(Data for this exercise Opens)

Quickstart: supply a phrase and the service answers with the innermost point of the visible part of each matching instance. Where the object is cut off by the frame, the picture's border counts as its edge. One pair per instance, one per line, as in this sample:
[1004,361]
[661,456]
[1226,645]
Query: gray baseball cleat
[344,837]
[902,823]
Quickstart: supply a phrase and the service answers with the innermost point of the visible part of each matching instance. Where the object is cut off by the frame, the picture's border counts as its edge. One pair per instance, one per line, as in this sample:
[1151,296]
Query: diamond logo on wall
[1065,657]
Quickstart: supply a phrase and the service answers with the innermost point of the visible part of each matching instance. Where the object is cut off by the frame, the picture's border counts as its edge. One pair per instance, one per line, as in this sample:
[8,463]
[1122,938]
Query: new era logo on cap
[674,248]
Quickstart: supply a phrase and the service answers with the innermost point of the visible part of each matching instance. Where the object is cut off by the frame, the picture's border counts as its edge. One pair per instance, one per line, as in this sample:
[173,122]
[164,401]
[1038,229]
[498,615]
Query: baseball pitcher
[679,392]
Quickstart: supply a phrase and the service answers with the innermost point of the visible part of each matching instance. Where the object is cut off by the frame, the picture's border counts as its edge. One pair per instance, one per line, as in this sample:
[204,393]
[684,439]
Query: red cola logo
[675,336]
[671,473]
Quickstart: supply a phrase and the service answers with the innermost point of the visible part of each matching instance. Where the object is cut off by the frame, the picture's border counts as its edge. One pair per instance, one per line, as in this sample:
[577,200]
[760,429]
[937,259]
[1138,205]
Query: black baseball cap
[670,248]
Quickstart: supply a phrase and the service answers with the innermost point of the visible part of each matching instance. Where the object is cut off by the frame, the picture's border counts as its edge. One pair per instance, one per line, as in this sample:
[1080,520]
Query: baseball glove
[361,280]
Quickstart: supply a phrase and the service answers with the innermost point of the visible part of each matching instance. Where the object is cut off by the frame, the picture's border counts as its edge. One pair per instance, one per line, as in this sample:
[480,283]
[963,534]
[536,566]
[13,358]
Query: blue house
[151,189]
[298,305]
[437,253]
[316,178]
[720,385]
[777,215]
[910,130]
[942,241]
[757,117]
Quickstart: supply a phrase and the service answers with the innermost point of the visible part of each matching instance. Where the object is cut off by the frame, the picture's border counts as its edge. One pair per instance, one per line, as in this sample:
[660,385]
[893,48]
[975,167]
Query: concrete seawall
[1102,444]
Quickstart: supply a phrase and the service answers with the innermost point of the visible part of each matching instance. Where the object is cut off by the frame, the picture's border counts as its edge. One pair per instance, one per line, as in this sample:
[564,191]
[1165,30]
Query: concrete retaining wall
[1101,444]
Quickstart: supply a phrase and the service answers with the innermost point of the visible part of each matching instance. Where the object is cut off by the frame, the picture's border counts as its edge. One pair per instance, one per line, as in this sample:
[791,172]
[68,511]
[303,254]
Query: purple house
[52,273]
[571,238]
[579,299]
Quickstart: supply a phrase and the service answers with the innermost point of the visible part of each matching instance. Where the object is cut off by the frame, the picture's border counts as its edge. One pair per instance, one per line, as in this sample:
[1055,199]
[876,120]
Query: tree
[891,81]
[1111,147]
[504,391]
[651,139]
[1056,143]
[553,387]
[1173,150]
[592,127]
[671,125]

(Data for this exercise Closes)

▶ **Task prompt**: From the first line to the last, reproduce the data exactly.

▶ **Exercise output**:
Quickstart: supply a phrase and the service answers with the innermost point of the visible part of each matching instance. Where the object is cut off by the frame, the picture's border counts as its edge. One pair per instance, one per line, as in this sample:
[1004,361]
[661,456]
[1226,645]
Query: gray baseball cleat
[344,837]
[902,823]
Quickstart: supply a phrase and the service answers with the innermost point of the visible part of each matching instance. Where the object is cut off by the frame, the picture's border counts as its edge. One pair per instance, one per line, as in this sample:
[1151,296]
Query: diamond logo on wall
[1065,657]
Quickstart: supply a phrase and the service answers with the innermost point of the visible part of each matching instance. Where the object is cut off by the frame, the picture's border counts as its edge. One pair per instance, one per line, as in this sample:
[8,463]
[1122,938]
Query: new era logo on cap
[674,248]
Quickstart: supply a phrase and the service answers with the innermost point of the visible part of each matching instance. Where the object is cut off by the frame, the picture's border counts as its edge. One pair per instance, one per line, as in this sample:
[173,122]
[164,401]
[1038,229]
[498,615]
Query: baseball pitcher
[679,392]
Quickstart: supply a phrase and the service answers with the innermost point of the visible part of each matching instance. Where the object is cut off by the frame, the picture's border counts as its edge. One pair per instance, one per line, as in this sample:
[204,393]
[684,439]
Query: red cola logo
[675,336]
[671,473]
Quickstart: supply a phrase and the service answers with the innermost point of the visible part of each matching instance. Where the object is cut off by the frame, the picture's border counts as its edge. One pair per instance, one per line, as in this sample:
[577,200]
[760,429]
[937,259]
[1138,205]
Query: black baseball cap
[670,248]
Quickstart: supply a phrase and the service answers with the innermost point of the visible part of each matching instance. Where the object is cut off by the frame, the picture's border counts as its edge. One pair per instance, one per line, as in this sample:
[1080,520]
Query: baseball glove
[361,280]
Quickstart: supply a phrase and the service answers with the innermost point of the visible part of each matching instance. Where the object is cut off by the frame, the picture's border counts as its edge. One pair per instance, one per line, as in this sample:
[480,283]
[963,534]
[536,566]
[13,358]
Query: blue house
[151,189]
[298,305]
[437,253]
[316,178]
[720,385]
[777,215]
[910,130]
[942,241]
[757,117]
Quickstart: supply a phrase and the service answers with the innermost point of the visible part of each matching instance. Where the object is cut off by the frame, the picture's border counts as its edge. One pair per instance, one per line, as in this sample:
[660,385]
[893,48]
[975,167]
Query: concrete seawall
[1102,444]
Quickstart: supply a phrase and the service answers with the innermost point of the visible part of each matching instance. Where the object is cut off by the frame, the picture's border counts as its edge. One pair per instance, one per line, as in this sample:
[564,191]
[1165,30]
Query: concrete retaining wall
[1101,444]
Quickstart: supply a phrase and the service answers with the innermost point of the visible part of each matching instance. Where the object is cut off by the frame, the picture's border counts as its edge. One pair per instance, one per line, as in this sample:
[791,172]
[68,511]
[303,254]
Query: purple house
[52,273]
[571,238]
[579,299]
Quickstart: supply a phrase and the service answers with the innermost point of the visible part of each matching instance. Where the object is cut off by the frame, the picture's border counts as its edge. One pair per instance, one per line, as in this sample:
[1055,199]
[876,120]
Query: tree
[891,81]
[1111,147]
[504,391]
[651,139]
[1056,143]
[553,387]
[1173,150]
[592,127]
[671,125]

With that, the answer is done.